Please copy the entries below word for word, starting at the line that contains "Mark the house" and stopping after the line that contains "(1068, 364)".

[Supplied records]:

--------------------------------

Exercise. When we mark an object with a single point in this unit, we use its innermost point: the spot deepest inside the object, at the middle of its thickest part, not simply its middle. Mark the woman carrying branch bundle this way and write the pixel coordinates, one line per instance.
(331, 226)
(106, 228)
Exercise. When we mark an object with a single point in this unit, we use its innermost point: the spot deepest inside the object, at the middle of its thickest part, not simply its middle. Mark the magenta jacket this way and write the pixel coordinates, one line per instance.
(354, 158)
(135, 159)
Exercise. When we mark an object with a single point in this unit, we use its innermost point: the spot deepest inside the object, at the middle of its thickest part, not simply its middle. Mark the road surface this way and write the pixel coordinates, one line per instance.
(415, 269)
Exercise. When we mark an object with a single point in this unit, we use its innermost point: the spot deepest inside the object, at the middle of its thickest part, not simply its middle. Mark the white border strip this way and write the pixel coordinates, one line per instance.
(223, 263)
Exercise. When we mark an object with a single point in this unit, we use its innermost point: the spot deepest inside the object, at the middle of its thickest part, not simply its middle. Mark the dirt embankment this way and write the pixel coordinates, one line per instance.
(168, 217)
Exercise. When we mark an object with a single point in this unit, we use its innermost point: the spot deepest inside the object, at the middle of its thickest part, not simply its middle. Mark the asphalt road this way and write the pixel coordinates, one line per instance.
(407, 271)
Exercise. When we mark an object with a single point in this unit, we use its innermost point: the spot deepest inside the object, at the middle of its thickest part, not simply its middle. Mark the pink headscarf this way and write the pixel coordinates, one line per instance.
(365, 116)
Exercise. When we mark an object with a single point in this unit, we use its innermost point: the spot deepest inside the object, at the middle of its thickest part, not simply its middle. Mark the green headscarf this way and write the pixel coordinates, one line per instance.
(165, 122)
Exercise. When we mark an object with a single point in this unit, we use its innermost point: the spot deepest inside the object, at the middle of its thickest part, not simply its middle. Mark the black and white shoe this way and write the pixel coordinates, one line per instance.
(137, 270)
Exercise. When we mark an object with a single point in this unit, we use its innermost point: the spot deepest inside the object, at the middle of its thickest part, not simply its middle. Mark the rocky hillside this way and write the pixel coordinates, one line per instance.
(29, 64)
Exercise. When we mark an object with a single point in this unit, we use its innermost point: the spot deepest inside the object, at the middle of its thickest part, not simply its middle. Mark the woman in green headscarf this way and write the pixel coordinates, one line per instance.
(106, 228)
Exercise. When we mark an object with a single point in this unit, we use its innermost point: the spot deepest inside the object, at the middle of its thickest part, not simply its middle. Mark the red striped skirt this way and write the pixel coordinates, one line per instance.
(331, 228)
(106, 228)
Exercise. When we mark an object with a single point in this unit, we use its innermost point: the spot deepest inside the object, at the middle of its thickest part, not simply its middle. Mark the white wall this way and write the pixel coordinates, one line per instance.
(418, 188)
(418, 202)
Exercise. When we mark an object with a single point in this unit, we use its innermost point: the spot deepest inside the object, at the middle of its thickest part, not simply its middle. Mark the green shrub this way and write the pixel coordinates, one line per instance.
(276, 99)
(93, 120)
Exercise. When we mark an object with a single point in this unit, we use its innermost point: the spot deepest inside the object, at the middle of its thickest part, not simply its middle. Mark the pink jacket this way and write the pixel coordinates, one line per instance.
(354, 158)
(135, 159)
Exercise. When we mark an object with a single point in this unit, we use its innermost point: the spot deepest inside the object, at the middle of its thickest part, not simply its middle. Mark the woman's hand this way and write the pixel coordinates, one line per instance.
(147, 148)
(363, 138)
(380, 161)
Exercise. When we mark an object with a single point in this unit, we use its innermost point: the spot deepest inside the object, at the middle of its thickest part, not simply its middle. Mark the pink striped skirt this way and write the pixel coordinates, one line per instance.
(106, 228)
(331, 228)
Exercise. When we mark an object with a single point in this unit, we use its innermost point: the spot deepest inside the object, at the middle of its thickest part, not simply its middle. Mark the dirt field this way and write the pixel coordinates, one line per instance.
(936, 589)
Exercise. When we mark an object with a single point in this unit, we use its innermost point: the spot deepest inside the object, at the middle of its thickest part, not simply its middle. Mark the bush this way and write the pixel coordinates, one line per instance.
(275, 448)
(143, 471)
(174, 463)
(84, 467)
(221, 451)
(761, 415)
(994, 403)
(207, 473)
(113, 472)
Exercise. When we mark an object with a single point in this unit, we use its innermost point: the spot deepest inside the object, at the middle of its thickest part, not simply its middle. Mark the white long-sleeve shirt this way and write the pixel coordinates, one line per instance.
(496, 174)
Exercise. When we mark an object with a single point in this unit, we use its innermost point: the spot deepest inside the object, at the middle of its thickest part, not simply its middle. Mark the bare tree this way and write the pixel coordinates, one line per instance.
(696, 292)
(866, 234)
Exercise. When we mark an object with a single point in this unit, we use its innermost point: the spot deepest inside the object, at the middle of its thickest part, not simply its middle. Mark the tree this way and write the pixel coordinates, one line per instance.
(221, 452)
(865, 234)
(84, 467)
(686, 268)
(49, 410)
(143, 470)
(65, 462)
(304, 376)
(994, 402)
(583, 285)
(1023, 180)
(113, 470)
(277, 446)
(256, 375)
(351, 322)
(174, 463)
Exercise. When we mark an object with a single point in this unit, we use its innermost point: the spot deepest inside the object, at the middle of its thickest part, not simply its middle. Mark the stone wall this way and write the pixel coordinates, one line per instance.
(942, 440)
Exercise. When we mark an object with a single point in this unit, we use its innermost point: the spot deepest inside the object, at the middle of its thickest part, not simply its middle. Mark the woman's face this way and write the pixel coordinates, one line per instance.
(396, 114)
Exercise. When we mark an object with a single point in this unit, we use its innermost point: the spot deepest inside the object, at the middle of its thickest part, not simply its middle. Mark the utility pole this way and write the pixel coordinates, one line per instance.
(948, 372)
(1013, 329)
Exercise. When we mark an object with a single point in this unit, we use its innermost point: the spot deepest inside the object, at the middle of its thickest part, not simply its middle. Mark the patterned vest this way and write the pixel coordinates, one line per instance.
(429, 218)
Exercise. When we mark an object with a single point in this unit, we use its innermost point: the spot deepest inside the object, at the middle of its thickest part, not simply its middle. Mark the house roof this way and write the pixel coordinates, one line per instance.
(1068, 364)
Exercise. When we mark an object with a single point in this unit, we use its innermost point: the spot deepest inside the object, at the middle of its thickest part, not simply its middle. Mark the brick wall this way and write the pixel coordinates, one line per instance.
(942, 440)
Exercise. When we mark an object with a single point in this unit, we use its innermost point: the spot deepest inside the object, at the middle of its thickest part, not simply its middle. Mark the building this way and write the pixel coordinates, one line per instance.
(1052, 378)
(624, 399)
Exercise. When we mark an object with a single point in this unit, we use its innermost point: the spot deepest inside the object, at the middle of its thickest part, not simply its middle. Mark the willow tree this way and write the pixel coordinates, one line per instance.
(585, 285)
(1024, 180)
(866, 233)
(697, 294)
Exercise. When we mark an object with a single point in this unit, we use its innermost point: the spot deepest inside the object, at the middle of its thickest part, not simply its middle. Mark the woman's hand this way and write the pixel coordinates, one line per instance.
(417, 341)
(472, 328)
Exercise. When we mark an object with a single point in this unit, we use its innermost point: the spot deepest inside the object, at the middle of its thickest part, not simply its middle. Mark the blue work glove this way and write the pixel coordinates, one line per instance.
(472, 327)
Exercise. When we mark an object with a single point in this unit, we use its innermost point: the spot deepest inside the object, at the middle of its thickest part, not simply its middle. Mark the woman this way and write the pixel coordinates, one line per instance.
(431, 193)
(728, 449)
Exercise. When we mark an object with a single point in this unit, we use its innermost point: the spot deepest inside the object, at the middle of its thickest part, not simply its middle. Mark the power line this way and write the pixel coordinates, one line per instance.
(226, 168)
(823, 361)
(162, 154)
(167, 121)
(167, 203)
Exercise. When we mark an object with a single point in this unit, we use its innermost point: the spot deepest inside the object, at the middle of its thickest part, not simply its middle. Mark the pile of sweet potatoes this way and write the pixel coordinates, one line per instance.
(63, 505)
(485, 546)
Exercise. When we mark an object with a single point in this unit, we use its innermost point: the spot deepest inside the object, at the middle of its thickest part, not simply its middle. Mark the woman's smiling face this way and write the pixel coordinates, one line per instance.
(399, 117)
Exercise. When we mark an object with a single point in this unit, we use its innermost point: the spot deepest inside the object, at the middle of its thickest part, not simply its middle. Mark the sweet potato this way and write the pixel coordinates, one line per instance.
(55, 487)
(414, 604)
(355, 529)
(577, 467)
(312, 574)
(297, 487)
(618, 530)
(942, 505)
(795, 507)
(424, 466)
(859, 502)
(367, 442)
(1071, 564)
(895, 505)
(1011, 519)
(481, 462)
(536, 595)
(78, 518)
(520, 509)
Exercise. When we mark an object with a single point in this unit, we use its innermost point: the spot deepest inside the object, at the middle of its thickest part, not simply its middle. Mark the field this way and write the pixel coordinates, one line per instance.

--------------------------------

[Task solution]:
Exercise. When we mark an object with a single point in this unit, we use its innermost point: the spot deepest inside the object, at the middle of its thickest part, not simply its middle. Mark the house roof this way and write the pixel coordinates, one line per instance.
(1068, 364)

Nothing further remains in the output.